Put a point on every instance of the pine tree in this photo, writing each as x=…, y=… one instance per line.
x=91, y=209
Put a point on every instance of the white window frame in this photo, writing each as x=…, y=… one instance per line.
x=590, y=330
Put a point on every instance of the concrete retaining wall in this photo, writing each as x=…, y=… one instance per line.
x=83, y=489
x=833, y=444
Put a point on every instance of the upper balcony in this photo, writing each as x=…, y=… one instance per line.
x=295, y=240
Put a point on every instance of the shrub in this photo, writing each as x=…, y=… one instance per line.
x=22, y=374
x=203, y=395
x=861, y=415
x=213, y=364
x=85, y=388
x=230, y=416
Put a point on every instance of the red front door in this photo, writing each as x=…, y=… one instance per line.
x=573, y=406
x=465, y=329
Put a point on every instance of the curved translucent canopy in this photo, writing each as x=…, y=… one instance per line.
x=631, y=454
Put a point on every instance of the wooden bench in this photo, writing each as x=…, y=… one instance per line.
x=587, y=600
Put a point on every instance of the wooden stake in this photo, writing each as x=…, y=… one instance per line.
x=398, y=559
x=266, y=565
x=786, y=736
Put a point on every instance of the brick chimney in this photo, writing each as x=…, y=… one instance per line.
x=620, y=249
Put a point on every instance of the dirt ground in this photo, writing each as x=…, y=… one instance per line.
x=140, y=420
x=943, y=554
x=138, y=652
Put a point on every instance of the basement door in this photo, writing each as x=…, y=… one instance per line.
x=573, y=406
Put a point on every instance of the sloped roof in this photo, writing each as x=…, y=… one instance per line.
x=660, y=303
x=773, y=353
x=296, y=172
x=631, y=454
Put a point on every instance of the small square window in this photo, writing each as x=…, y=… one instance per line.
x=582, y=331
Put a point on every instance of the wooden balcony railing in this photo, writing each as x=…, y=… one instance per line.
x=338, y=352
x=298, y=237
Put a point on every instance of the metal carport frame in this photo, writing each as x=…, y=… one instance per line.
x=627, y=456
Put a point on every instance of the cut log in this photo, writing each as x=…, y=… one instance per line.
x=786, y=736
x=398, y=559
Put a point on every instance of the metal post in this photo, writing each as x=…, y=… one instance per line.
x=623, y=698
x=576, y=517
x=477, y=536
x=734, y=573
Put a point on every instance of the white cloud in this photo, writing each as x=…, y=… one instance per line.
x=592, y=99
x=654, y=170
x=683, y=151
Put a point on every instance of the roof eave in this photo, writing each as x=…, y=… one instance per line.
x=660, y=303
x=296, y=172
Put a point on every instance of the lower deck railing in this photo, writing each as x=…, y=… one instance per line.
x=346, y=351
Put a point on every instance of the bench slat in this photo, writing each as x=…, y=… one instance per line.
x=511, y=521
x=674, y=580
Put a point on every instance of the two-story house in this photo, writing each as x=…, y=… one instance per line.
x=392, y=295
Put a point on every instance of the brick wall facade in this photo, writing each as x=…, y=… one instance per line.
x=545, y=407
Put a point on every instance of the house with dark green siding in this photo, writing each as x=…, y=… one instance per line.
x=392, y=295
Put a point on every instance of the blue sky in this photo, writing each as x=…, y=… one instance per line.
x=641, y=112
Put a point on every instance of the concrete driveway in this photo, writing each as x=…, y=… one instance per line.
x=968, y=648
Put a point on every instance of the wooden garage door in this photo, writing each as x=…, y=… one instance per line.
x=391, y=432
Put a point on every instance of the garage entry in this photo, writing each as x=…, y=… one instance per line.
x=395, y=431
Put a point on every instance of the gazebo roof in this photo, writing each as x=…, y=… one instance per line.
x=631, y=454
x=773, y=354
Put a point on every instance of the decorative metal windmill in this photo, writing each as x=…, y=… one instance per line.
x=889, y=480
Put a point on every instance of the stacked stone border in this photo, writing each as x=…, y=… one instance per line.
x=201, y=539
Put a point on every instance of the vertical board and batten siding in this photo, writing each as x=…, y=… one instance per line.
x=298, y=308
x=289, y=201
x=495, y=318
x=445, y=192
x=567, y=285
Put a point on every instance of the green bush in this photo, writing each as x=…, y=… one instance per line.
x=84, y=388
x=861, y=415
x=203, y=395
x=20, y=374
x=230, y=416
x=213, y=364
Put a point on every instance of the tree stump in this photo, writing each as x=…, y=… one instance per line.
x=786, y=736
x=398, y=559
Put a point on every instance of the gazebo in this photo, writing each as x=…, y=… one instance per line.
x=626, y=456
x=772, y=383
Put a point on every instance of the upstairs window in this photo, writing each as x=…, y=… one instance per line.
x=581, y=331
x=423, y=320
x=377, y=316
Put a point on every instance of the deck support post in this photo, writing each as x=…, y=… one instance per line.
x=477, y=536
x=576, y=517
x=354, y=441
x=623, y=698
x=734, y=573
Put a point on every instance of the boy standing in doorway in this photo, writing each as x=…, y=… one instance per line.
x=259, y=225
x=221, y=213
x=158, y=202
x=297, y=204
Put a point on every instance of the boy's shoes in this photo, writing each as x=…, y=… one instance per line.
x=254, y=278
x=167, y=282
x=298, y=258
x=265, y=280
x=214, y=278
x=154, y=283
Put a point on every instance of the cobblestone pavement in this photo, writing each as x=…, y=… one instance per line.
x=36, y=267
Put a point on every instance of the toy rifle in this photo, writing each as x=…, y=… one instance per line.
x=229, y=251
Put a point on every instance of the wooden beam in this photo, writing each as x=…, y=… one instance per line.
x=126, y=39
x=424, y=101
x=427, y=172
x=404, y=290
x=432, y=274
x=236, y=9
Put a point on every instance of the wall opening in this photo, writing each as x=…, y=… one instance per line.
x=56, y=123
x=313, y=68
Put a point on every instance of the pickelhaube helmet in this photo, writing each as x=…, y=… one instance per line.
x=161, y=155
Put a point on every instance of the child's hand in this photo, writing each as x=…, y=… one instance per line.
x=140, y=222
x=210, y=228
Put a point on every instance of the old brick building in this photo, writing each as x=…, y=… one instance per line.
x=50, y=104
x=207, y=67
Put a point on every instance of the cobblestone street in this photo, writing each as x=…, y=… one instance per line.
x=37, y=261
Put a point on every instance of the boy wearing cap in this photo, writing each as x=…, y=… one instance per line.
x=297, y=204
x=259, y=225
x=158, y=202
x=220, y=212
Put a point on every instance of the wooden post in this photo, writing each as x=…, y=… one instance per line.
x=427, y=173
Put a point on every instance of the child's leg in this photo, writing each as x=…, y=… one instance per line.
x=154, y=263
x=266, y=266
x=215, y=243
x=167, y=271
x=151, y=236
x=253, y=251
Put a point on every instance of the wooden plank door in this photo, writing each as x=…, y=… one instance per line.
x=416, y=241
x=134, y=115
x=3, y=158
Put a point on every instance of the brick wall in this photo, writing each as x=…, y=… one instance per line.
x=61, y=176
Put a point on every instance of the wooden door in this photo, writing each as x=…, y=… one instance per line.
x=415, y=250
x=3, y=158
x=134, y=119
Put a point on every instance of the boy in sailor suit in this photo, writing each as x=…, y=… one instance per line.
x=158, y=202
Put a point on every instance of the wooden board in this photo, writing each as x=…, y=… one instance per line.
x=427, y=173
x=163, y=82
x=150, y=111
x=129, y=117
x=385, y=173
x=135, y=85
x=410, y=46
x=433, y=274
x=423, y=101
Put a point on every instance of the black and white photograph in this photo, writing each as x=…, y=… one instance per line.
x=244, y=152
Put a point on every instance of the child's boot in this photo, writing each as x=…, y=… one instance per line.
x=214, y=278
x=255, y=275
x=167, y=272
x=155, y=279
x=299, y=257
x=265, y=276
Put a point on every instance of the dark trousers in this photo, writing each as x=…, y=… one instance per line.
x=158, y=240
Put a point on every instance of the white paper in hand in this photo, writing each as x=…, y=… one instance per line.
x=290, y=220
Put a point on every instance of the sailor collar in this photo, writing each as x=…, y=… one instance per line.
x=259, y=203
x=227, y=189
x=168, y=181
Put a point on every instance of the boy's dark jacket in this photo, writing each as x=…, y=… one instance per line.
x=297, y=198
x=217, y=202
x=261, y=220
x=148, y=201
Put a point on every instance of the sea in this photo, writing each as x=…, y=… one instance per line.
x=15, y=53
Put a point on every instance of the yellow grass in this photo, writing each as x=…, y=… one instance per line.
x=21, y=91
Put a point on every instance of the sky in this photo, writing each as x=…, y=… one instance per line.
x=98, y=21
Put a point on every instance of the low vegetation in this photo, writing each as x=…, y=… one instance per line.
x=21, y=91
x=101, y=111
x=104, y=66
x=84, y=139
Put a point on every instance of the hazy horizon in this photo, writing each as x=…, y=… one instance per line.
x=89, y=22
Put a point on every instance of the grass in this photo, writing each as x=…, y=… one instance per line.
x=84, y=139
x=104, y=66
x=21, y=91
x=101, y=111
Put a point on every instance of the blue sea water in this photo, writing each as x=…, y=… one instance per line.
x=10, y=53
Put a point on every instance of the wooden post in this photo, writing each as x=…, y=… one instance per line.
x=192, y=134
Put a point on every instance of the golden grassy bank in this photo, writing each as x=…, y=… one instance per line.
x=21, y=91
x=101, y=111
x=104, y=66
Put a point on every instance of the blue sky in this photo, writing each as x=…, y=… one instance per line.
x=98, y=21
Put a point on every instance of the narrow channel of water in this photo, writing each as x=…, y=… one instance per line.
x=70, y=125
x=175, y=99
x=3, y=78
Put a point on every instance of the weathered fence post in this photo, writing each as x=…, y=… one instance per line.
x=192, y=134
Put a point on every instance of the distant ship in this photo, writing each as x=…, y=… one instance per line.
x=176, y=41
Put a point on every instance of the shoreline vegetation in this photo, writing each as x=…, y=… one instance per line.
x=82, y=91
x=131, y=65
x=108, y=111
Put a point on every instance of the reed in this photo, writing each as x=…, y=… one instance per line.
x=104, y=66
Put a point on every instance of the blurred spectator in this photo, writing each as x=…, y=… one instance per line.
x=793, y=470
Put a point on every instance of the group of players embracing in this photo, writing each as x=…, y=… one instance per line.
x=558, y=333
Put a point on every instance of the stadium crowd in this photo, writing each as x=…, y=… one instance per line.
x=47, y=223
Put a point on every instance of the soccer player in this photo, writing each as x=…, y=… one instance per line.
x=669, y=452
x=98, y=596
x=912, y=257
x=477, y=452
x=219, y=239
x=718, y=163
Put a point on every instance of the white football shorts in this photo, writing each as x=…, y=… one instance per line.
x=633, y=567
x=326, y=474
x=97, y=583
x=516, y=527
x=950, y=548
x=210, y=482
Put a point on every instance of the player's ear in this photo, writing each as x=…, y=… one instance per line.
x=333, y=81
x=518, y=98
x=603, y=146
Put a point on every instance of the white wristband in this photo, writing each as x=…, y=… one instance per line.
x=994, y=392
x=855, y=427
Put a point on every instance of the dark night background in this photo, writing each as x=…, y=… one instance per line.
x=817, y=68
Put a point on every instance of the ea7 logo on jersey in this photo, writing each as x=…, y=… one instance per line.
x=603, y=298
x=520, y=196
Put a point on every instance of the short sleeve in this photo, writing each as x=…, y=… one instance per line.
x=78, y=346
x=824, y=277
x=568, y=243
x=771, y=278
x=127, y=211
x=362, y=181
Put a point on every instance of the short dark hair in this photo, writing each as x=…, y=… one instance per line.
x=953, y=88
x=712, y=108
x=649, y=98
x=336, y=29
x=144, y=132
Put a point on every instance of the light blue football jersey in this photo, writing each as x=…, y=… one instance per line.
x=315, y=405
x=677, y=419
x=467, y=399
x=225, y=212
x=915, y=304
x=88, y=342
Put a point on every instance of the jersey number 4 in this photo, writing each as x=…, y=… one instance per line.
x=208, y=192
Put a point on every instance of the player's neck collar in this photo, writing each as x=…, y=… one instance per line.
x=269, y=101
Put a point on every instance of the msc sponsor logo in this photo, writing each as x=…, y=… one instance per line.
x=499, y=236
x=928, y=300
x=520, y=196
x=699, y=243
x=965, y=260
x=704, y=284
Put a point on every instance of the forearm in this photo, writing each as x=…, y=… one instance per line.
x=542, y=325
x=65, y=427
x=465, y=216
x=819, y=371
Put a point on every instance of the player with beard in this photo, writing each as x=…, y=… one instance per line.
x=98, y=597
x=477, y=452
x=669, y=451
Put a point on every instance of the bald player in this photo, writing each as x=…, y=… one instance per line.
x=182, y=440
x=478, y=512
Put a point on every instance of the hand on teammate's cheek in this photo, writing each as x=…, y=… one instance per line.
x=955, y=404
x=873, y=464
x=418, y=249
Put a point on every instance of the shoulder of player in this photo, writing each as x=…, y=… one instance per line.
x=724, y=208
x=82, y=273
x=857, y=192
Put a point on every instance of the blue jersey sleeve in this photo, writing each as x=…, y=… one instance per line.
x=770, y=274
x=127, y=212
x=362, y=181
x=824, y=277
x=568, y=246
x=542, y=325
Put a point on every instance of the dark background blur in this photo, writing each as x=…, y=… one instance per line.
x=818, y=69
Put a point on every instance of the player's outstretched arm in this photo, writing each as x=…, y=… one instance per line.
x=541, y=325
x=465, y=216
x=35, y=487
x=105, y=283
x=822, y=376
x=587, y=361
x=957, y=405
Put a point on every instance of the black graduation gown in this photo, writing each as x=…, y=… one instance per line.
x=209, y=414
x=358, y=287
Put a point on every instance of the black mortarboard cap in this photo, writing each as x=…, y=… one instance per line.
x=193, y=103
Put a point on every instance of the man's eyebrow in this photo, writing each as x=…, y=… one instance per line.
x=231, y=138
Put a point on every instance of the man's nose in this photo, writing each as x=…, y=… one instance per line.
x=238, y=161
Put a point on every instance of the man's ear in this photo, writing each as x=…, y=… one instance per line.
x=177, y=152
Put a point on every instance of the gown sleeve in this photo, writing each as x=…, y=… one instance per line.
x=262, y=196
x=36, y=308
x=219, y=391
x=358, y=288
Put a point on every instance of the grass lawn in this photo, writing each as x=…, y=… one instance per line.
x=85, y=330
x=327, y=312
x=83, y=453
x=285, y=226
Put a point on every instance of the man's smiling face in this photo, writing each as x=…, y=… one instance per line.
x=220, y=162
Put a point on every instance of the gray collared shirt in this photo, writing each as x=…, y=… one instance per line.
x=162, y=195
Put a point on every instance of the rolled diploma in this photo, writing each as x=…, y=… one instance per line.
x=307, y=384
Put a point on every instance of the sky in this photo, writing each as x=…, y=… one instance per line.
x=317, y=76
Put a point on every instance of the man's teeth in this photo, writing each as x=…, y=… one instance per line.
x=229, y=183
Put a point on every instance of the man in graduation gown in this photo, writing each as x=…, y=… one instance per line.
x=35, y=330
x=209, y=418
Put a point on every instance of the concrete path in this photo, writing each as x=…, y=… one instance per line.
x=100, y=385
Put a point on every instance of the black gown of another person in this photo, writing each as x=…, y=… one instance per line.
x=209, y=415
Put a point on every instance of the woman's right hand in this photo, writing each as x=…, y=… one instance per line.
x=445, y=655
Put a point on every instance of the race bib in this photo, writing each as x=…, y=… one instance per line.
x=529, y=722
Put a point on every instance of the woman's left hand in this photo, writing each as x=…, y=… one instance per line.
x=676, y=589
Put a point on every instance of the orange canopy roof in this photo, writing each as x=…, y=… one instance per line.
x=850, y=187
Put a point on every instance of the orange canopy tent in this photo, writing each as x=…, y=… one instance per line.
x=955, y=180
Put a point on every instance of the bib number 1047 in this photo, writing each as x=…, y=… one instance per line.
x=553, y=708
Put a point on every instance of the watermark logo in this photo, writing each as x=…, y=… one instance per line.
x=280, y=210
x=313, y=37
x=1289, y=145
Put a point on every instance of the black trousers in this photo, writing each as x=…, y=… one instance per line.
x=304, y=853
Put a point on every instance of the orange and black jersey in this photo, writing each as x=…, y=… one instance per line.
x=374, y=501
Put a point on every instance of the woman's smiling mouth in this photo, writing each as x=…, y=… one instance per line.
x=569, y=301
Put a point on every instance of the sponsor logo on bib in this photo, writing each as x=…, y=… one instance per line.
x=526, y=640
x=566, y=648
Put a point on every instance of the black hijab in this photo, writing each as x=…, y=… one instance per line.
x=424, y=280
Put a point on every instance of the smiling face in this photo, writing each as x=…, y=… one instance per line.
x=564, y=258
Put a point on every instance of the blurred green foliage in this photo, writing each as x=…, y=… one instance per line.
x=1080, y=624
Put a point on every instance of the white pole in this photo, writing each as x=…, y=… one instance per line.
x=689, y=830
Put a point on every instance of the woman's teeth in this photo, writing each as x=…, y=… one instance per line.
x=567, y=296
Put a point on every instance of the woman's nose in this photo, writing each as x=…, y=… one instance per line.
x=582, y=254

WHAT TO DO
Would you transcribe, exactly, the lines running from the one that contains "Put a point on every instance of the sponsor" through the final line of the listing above? Include both ends and nothing else.

TASK SOLUTION
Put a point on every instance of the sponsor logo on bib in this photo, writing each as x=…, y=… one instance per line.
x=526, y=640
x=566, y=648
Put a point on every instance of the black hijab in this photo, writing each as x=…, y=… one instance per line.
x=424, y=280
Put a point on every instance of the smiling face in this photo, writing each as x=…, y=… one instance per line.
x=564, y=258
Put a point on every instance of the blurred green foliage in this photo, writing each as x=…, y=… one instance per line.
x=1080, y=624
Put a point on every instance of the white pole in this photo, writing each as x=…, y=… one instance per line.
x=689, y=830
Put a point on every instance of the woman's teeth in this photo, writing each as x=…, y=… one instance per line.
x=567, y=296
Put a point on every instance of the woman's nose in this photo, writing each as x=…, y=… one instance per line.
x=582, y=254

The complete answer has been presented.